Exercise: From the line containing "Find the eroded" down to the last line of the data, output each line word for word and include nothing else.

====

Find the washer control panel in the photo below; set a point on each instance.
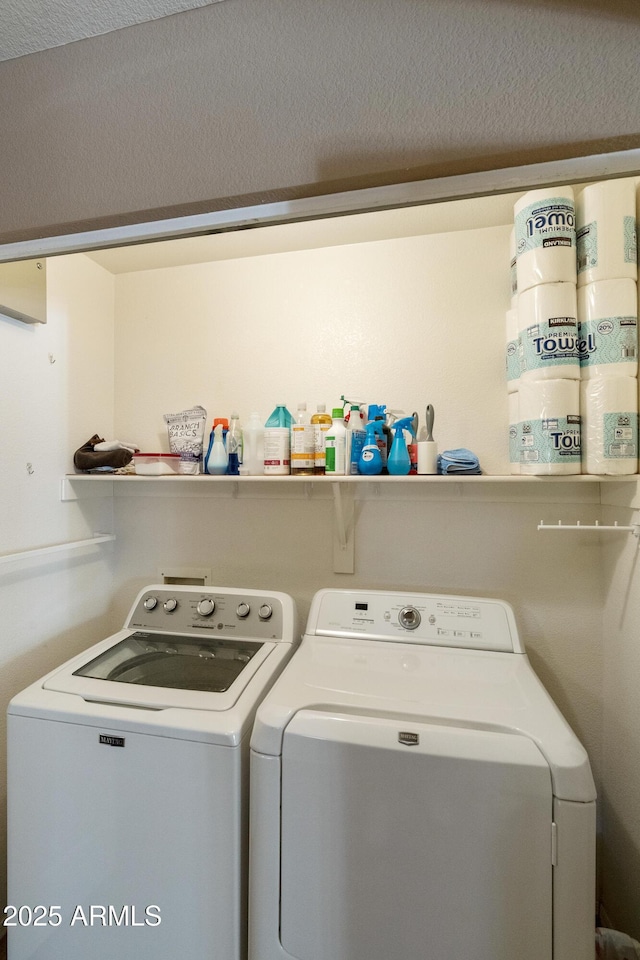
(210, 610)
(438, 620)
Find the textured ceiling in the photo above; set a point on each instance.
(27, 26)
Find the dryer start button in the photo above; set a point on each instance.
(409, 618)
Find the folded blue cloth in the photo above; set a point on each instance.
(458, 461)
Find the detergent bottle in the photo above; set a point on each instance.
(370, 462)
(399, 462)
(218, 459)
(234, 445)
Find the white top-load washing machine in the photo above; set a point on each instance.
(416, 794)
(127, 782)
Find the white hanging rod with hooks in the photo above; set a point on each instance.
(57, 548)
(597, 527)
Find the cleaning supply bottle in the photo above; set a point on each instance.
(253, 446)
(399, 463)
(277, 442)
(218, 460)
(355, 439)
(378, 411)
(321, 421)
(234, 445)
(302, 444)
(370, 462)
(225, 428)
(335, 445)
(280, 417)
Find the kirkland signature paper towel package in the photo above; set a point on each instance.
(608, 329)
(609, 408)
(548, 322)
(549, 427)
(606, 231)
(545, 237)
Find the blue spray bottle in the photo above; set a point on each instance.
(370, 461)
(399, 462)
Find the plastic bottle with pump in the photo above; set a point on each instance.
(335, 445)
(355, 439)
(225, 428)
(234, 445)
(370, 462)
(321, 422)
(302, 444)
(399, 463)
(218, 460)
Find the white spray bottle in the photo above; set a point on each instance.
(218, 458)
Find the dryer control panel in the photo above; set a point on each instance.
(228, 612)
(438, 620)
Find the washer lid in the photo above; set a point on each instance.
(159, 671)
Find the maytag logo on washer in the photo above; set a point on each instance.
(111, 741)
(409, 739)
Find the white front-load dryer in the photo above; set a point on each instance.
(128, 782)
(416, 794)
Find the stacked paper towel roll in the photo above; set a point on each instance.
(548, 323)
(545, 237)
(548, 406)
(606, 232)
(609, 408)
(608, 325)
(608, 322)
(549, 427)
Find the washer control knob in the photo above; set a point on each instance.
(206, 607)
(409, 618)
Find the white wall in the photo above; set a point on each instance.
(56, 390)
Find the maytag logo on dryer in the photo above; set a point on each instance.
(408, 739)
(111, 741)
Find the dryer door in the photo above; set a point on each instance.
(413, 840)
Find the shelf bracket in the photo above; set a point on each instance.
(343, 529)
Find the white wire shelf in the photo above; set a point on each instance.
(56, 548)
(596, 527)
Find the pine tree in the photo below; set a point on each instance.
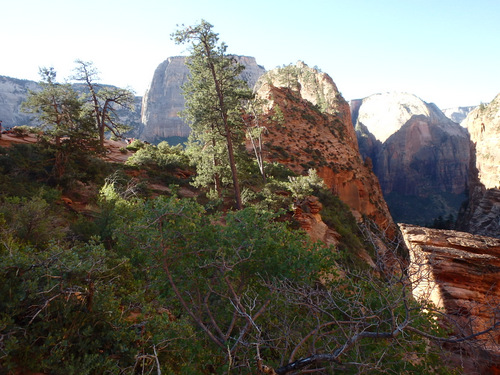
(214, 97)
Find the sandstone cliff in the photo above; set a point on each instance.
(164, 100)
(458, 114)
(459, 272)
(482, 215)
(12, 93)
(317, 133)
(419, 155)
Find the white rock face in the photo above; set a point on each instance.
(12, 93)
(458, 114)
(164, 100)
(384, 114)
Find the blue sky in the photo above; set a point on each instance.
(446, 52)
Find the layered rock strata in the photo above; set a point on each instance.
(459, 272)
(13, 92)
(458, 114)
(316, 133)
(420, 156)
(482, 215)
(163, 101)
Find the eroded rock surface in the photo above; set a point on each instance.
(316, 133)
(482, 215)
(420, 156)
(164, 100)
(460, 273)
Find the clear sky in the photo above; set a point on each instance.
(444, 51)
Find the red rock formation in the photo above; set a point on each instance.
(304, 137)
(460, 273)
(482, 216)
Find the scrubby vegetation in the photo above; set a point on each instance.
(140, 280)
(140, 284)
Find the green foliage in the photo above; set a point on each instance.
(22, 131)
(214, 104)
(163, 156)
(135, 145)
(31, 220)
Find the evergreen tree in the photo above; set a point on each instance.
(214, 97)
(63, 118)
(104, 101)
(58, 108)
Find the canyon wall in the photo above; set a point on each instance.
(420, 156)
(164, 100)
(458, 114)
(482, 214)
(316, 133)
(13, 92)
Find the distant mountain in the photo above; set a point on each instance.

====

Solution:
Find the eroded rock surface in the photo above; set a point on each instance.
(316, 133)
(482, 215)
(420, 156)
(164, 100)
(460, 273)
Find the clear sky in the photo above; set a point on each instance.
(444, 51)
Find the red rock formation in the photo above; set a point on each instance.
(304, 137)
(460, 273)
(482, 216)
Find the scrubby vegetation in the photo above; set a point on each instance.
(140, 280)
(140, 284)
Find the green foliage in the photo above; set a point on each instance.
(22, 131)
(214, 104)
(163, 156)
(135, 145)
(31, 220)
Find the evergreen tree in the photo above; set a point on each instance.
(214, 97)
(63, 118)
(104, 101)
(58, 108)
Find the canyon wall in the photo above; set a point on each instance.
(420, 156)
(164, 100)
(458, 114)
(482, 214)
(316, 133)
(13, 92)
Find the distant mountain in the photo above; set a point on each instance.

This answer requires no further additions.